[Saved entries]
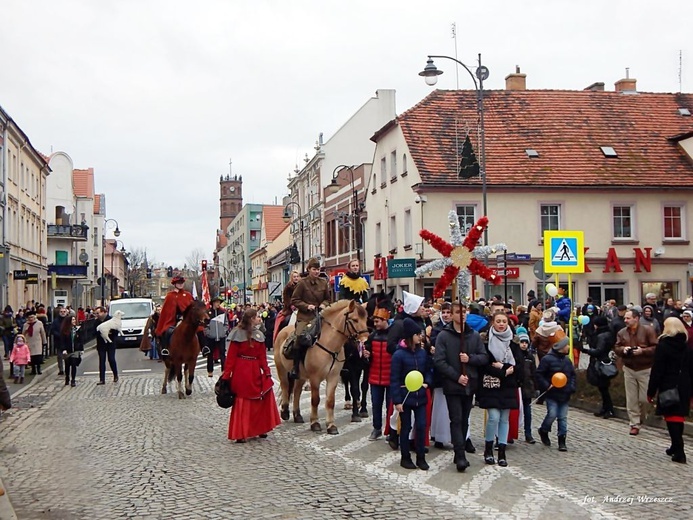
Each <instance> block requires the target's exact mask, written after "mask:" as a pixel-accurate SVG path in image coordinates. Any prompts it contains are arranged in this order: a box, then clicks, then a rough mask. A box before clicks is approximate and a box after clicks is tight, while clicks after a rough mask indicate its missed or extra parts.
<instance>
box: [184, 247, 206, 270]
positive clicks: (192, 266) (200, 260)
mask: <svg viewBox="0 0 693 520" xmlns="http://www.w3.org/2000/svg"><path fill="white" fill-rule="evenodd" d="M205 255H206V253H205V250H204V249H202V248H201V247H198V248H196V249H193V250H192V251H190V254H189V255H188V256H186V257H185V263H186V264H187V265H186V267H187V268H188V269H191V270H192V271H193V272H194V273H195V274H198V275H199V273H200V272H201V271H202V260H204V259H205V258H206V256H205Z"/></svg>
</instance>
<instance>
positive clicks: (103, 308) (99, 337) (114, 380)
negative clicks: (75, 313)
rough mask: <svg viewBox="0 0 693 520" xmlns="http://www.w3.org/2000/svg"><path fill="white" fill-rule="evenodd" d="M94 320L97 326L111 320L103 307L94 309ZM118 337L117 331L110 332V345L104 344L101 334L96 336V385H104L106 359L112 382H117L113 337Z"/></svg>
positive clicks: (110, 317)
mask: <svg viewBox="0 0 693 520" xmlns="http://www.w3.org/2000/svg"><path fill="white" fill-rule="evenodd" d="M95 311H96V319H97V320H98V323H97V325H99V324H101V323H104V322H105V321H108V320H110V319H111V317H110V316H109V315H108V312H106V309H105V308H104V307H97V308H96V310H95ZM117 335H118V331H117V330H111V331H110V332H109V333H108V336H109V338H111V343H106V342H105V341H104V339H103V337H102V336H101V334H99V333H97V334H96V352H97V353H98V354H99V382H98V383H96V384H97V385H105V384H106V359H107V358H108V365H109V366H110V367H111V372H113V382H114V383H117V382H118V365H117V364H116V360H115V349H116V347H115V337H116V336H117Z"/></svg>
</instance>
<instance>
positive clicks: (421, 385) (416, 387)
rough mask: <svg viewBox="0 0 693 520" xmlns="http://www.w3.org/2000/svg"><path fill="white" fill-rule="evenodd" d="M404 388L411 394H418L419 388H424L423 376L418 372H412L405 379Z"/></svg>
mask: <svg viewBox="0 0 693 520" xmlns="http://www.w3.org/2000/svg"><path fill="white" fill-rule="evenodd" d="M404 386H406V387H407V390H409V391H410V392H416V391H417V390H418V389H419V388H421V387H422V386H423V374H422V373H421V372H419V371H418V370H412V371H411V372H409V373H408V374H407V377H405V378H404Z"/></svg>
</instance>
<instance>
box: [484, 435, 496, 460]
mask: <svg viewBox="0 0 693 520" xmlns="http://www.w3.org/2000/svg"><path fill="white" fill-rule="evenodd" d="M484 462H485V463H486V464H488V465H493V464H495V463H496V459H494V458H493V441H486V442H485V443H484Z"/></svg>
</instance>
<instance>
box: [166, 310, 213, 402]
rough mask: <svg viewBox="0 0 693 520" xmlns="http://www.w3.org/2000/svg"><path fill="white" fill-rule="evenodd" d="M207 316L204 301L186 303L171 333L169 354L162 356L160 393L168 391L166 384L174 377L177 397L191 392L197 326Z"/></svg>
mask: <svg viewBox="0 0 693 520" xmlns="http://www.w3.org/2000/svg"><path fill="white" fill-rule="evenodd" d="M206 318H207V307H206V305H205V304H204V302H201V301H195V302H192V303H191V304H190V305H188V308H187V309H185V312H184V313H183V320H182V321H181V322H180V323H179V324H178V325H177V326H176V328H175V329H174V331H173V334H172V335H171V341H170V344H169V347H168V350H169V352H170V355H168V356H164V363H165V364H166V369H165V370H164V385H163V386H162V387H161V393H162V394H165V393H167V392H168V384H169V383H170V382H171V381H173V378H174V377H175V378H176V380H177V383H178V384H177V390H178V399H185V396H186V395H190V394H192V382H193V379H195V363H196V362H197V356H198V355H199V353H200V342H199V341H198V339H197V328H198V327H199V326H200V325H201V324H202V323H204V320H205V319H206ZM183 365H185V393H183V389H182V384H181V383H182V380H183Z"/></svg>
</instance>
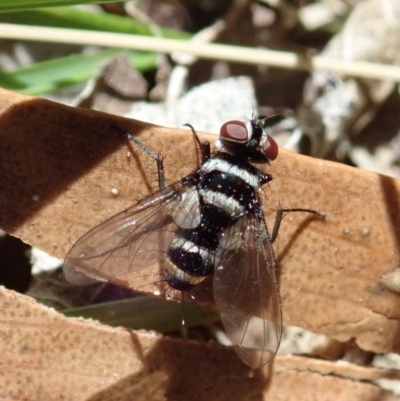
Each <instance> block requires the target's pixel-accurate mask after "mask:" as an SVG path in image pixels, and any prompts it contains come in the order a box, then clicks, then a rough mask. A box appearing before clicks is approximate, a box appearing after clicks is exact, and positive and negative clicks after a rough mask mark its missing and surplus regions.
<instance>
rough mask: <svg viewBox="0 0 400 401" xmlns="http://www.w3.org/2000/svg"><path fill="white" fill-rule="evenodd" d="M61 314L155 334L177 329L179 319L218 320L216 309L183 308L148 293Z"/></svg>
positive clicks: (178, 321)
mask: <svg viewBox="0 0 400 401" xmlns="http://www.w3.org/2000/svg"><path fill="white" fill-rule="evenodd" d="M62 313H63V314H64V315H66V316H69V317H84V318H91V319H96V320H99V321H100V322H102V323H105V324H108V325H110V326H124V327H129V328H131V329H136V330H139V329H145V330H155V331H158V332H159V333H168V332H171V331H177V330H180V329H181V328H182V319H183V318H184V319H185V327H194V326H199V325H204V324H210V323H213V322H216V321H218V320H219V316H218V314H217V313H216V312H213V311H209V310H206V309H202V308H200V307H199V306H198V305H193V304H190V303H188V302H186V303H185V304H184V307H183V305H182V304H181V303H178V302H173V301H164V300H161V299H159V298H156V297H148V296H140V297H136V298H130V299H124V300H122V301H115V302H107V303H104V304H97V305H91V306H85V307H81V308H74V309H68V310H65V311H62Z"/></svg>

▶ About this exercise: The pictures in the entries above should be left out; all else must be copied exactly.

▶ Answer to the exercise:
Each <instance> block requires the target's exact mask, written after "mask:" as a pixel-accurate SVG path in image coordinates. Any prompts it contains are arranged in this order: a box, then clicks, then a rough mask. A box before clicks is approximate and a box after clicks is tight, while clicks after a rough mask indicate its missed or extra parts.
<instance>
box: [184, 247, 206, 270]
positive clicks: (192, 266) (200, 260)
mask: <svg viewBox="0 0 693 520" xmlns="http://www.w3.org/2000/svg"><path fill="white" fill-rule="evenodd" d="M205 255H206V253H205V250H204V249H202V248H201V247H198V248H196V249H193V250H192V251H190V254H189V255H188V256H186V257H185V263H186V264H187V265H186V267H187V268H188V269H191V270H192V271H193V272H194V273H195V274H198V275H199V273H200V272H201V271H202V260H204V259H205V258H206V256H205Z"/></svg>
</instance>
<instance>
positive clicks: (103, 308) (99, 337) (114, 380)
negative clicks: (75, 313)
rough mask: <svg viewBox="0 0 693 520" xmlns="http://www.w3.org/2000/svg"><path fill="white" fill-rule="evenodd" d="M94 320L97 326L111 320L103 307L94 309ZM118 337L117 331L110 332V345L104 344L101 334L96 336V385H104L106 359L112 382H117L113 337Z"/></svg>
positive clicks: (110, 317)
mask: <svg viewBox="0 0 693 520" xmlns="http://www.w3.org/2000/svg"><path fill="white" fill-rule="evenodd" d="M95 311H96V319H97V320H98V323H97V325H99V324H101V323H104V322H105V321H108V320H110V319H111V317H110V316H109V315H108V312H106V309H105V308H104V307H97V308H96V310H95ZM117 335H118V331H117V330H111V331H110V332H109V333H108V336H109V338H111V343H106V342H105V341H104V339H103V337H102V336H101V334H99V333H97V334H96V352H97V353H98V354H99V382H98V383H96V384H97V385H105V384H106V359H107V358H108V365H109V366H110V367H111V372H113V382H114V383H117V382H118V365H117V364H116V360H115V349H116V347H115V337H116V336H117Z"/></svg>
</instance>
<instance>
positive clicks: (421, 385) (416, 387)
rough mask: <svg viewBox="0 0 693 520" xmlns="http://www.w3.org/2000/svg"><path fill="white" fill-rule="evenodd" d="M404 388L411 394H418L419 388H424L423 376L418 372H412L405 379Z"/></svg>
mask: <svg viewBox="0 0 693 520" xmlns="http://www.w3.org/2000/svg"><path fill="white" fill-rule="evenodd" d="M404 386H406V387H407V390H409V391H410V392H416V391H417V390H418V389H419V388H421V387H422V386H423V374H422V373H421V372H419V371H418V370H412V371H411V372H409V373H408V374H407V377H405V378H404Z"/></svg>
</instance>
<instance>
box: [484, 435, 496, 460]
mask: <svg viewBox="0 0 693 520" xmlns="http://www.w3.org/2000/svg"><path fill="white" fill-rule="evenodd" d="M484 462H485V463H486V464H488V465H493V464H495V463H496V459H494V458H493V441H486V442H485V443H484Z"/></svg>
</instance>
<instance>
box: [166, 310, 213, 402]
rough mask: <svg viewBox="0 0 693 520" xmlns="http://www.w3.org/2000/svg"><path fill="white" fill-rule="evenodd" d="M207 316L204 301L186 303L171 333L169 354L162 356L160 393L168 391L166 384L174 377L177 397L191 392L197 326Z"/></svg>
mask: <svg viewBox="0 0 693 520" xmlns="http://www.w3.org/2000/svg"><path fill="white" fill-rule="evenodd" d="M206 318H207V307H206V305H205V304H204V302H201V301H195V302H192V303H191V304H190V305H188V308H187V309H185V312H184V313H183V320H182V321H181V322H180V323H179V324H178V325H177V326H176V328H175V329H174V331H173V334H172V335H171V341H170V344H169V347H168V350H169V352H170V355H168V356H164V363H165V364H166V369H165V370H164V385H163V386H162V387H161V393H162V394H165V393H167V392H168V384H169V383H170V382H171V381H173V378H174V377H175V378H176V380H177V383H178V384H177V390H178V399H185V396H186V395H190V394H192V382H193V379H195V363H196V362H197V356H198V355H199V353H200V342H199V341H198V339H197V328H198V327H199V326H200V325H201V324H202V323H204V320H205V319H206ZM183 365H185V393H183V389H182V384H181V383H182V380H183Z"/></svg>
</instance>
Each <instance> block requires the target's pixel-accurate mask after "mask:" as an SVG path in image pixels, and any prompts it contains come in the order a box, then clicks, then a rough mask. A box appearing before clicks is approximate, a box appearing after clicks is exact, and positive and negative clicks after a rough mask mark its missing and surplus regions.
<instance>
rough mask: <svg viewBox="0 0 400 401" xmlns="http://www.w3.org/2000/svg"><path fill="white" fill-rule="evenodd" d="M61 314L155 334L177 329L179 319L218 320L216 309L183 308L148 293Z"/></svg>
positive clicks: (178, 321)
mask: <svg viewBox="0 0 400 401" xmlns="http://www.w3.org/2000/svg"><path fill="white" fill-rule="evenodd" d="M62 313H63V314H64V315H66V316H69V317H84V318H91V319H96V320H99V321H100V322H102V323H105V324H108V325H110V326H124V327H129V328H131V329H136V330H139V329H145V330H155V331H158V332H159V333H168V332H171V331H177V330H180V329H181V328H182V319H183V318H184V319H185V327H194V326H199V325H204V324H210V323H213V322H216V321H218V320H219V316H218V314H217V313H216V312H213V311H209V310H206V309H202V308H200V307H199V306H198V305H193V304H190V303H188V302H186V303H185V304H184V307H183V305H182V304H181V303H178V302H173V301H164V300H161V299H159V298H156V297H148V296H140V297H136V298H130V299H124V300H122V301H115V302H107V303H104V304H97V305H91V306H85V307H81V308H74V309H68V310H65V311H62Z"/></svg>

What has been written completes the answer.